Requirement: The output must be the data, printed exactly as written.

Records:

####

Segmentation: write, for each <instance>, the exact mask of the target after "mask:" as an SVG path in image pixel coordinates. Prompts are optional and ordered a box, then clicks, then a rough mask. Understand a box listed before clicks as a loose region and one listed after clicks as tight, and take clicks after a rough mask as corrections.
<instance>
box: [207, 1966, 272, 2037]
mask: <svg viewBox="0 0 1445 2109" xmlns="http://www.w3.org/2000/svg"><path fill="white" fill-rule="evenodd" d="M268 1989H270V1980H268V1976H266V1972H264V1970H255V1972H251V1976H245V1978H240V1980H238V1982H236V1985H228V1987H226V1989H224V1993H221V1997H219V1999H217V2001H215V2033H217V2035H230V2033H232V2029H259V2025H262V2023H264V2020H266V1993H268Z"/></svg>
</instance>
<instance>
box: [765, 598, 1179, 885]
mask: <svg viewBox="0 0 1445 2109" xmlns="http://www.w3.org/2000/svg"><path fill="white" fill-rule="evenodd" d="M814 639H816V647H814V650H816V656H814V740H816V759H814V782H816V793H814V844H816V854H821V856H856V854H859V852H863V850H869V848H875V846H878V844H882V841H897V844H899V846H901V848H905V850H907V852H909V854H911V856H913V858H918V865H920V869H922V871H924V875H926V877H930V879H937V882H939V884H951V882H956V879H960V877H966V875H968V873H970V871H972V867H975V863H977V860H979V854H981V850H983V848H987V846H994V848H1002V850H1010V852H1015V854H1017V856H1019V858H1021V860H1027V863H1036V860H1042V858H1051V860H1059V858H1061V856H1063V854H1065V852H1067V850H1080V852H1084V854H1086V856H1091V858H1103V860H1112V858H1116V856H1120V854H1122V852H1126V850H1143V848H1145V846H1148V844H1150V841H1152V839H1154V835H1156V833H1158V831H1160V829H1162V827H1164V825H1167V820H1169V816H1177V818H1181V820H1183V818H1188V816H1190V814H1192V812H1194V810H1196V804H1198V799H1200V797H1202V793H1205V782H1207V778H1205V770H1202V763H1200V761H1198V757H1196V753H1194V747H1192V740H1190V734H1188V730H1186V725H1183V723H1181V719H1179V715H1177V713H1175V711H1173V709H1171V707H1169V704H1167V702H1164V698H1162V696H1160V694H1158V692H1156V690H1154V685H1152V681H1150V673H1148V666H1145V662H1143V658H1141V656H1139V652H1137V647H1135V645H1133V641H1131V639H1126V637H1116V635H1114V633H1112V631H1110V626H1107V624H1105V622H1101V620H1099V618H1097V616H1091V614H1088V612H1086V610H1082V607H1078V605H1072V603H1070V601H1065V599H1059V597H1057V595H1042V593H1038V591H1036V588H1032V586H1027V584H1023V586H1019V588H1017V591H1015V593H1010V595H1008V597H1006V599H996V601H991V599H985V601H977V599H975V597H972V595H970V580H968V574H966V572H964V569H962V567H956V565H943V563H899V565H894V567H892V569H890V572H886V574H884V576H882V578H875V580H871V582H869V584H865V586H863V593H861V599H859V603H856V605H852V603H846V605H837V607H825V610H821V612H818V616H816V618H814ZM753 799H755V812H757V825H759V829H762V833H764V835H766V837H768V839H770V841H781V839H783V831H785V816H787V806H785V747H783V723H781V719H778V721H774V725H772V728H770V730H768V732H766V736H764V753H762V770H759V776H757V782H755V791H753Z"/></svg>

####

Finished exercise:
Segmentation: write, for each <instance>, the exact mask of the target after "mask:" as an SVG path in image pixel coordinates. Prompts are optional and ordered a box, then clicks, then a rough mask. Understand a box listed before clicks as a loose region and one listed after clicks as tight, and take clicks after a rough mask as corrections.
<instance>
box: [207, 1966, 272, 2037]
mask: <svg viewBox="0 0 1445 2109" xmlns="http://www.w3.org/2000/svg"><path fill="white" fill-rule="evenodd" d="M268 1989H270V1980H268V1976H266V1972H264V1970H255V1972H251V1976H245V1978H240V1980H238V1982H236V1985H228V1987H226V1989H224V1993H221V1997H219V1999H217V2001H215V2033H217V2035H230V2033H232V2029H259V2025H262V2023H264V2020H266V1993H268Z"/></svg>
</instance>
<instance>
box: [765, 598, 1179, 885]
mask: <svg viewBox="0 0 1445 2109" xmlns="http://www.w3.org/2000/svg"><path fill="white" fill-rule="evenodd" d="M814 639H816V647H814V650H816V656H814V740H816V759H814V782H816V793H814V844H816V854H821V856H856V854H859V852H863V850H869V848H875V846H878V844H882V841H897V844H899V846H901V848H905V850H907V852H909V854H911V856H913V858H918V865H920V869H922V871H924V875H926V877H930V879H937V882H939V884H951V882H956V879H960V877H966V875H968V873H970V871H972V867H975V863H977V860H979V854H981V850H983V848H987V846H994V848H1002V850H1010V852H1015V854H1017V856H1019V858H1021V860H1027V863H1036V860H1042V858H1051V860H1059V858H1061V856H1063V854H1065V852H1067V850H1080V852H1084V854H1086V856H1091V858H1103V860H1112V858H1116V856H1120V854H1122V852H1126V850H1143V848H1145V846H1148V844H1150V841H1152V839H1154V835H1156V833H1158V831H1160V829H1162V827H1164V825H1167V820H1169V816H1177V818H1181V820H1183V818H1188V816H1190V814H1192V812H1194V810H1196V804H1198V799H1200V797H1202V793H1205V782H1207V778H1205V770H1202V763H1200V761H1198V757H1196V753H1194V747H1192V740H1190V734H1188V730H1186V725H1183V723H1181V719H1179V715H1177V713H1175V711H1173V709H1171V707H1169V704H1167V702H1164V698H1162V696H1160V694H1158V692H1156V690H1154V685H1152V681H1150V673H1148V666H1145V662H1143V658H1141V656H1139V652H1137V647H1135V645H1133V641H1131V639H1126V637H1116V635H1114V633H1112V631H1110V626H1107V624H1105V622H1101V620H1099V618H1097V616H1091V614H1088V612H1086V610H1082V607H1078V605H1072V603H1070V601H1065V599H1059V597H1057V595H1042V593H1038V591H1036V588H1032V586H1027V584H1023V586H1019V588H1017V591H1015V593H1010V595H1008V597H1006V599H996V601H991V599H985V601H977V599H975V597H972V595H970V580H968V574H966V572H964V569H962V567H956V565H943V563H899V565H894V567H892V569H890V572H886V574H884V576H882V578H875V580H871V582H869V584H865V586H863V593H861V599H859V603H856V605H852V603H846V605H837V607H825V610H821V612H818V616H816V618H814ZM753 799H755V812H757V825H759V829H762V833H764V835H766V837H768V839H770V841H781V839H783V831H785V816H787V806H785V747H783V723H781V719H778V721H774V725H772V728H770V730H768V732H766V736H764V753H762V770H759V776H757V782H755V791H753Z"/></svg>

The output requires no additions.